> **QUOTED TEXT**
--- Yitzchak Scott-Thoennes <[EMAIL PROTECTED]> wrote:

> On Thu, Jul 28, 2005 at 12:35:13AM -0700, rajarshi
> das wrote:
> > Nicholas Clark wrote:
> >> If you put those 3 bytes directly between the '{'
> and '}' characters in
> >> the EBCDIC version of that 1 liner, does it also
> print 3500?
> 
> > I am unable to put those three bytes in the
> 1-liner you mentioned above, since I am unable to
> print the chars corresponding to those bytes
> (www.kostis.net/charsets/ebc1047.htm) on the command
> line. 
> 
> >> I think that the regression tests tended to do
> something like
> >> 
> >> if (ord 'A' == 65) {
> >> # Do the ASCII/UTF-8 version
> >> } else {
> >> # Assume EBCDIC
> >> }
> 
> I tried to fix the attribution above; apologies if I
> got it wrong.
> 
> I think the way you want to test this is something
> like:
> 
>   $key = "\x{0442}\x{0435}\x{0441}\x{0442}";
>   if ( $hash{$key} eq eval "\$hash{$key}" )

> **DIRECTION A**
Render each line of the entries below as a Markdown table with the columns Row and Entry line, numbering the rows and leaving out blank lines. Leave the pictures out of your answer.

> **DATA SUPPLIED**

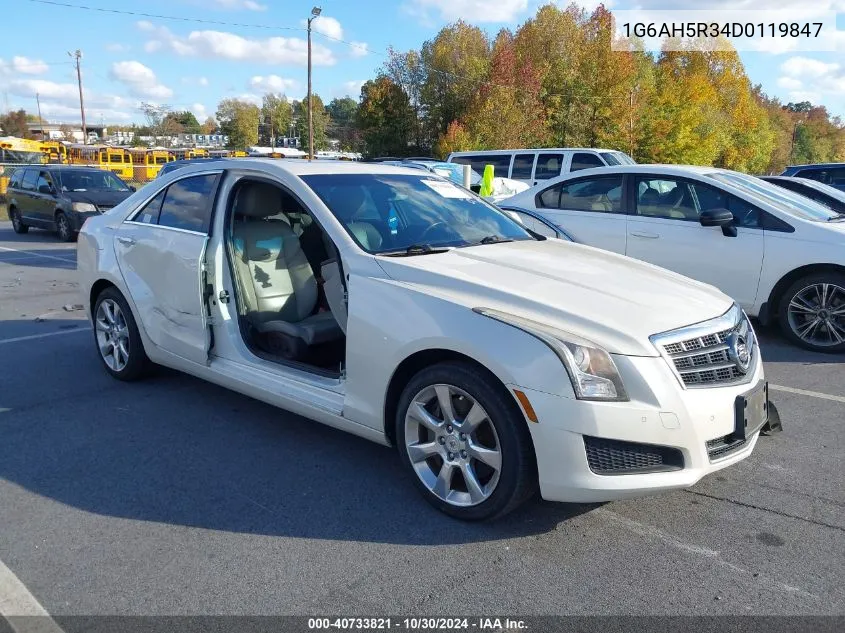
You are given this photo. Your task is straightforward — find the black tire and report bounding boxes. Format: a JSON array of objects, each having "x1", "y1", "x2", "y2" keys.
[
  {"x1": 93, "y1": 287, "x2": 152, "y2": 382},
  {"x1": 56, "y1": 211, "x2": 76, "y2": 242},
  {"x1": 394, "y1": 361, "x2": 538, "y2": 521},
  {"x1": 778, "y1": 271, "x2": 845, "y2": 354},
  {"x1": 9, "y1": 207, "x2": 29, "y2": 235}
]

> **DIRECTION B**
In the email thread, what web address is given for the chart of characters matching those bytes?

> **CORRECT RESULT A**
| Row | Entry line |
|---|---|
| 1 | You are given this photo. Your task is straightforward — find the black tire and report bounding boxes. Format: a JSON array of objects, each having "x1", "y1", "x2", "y2" keys. |
| 2 | [ |
| 3 |   {"x1": 93, "y1": 287, "x2": 152, "y2": 382}, |
| 4 |   {"x1": 56, "y1": 211, "x2": 76, "y2": 242}, |
| 5 |   {"x1": 394, "y1": 361, "x2": 538, "y2": 521}, |
| 6 |   {"x1": 778, "y1": 271, "x2": 845, "y2": 354}, |
| 7 |   {"x1": 9, "y1": 207, "x2": 29, "y2": 235} |
| 8 | ] |

> **CORRECT RESULT B**
www.kostis.net/charsets/ebc1047.htm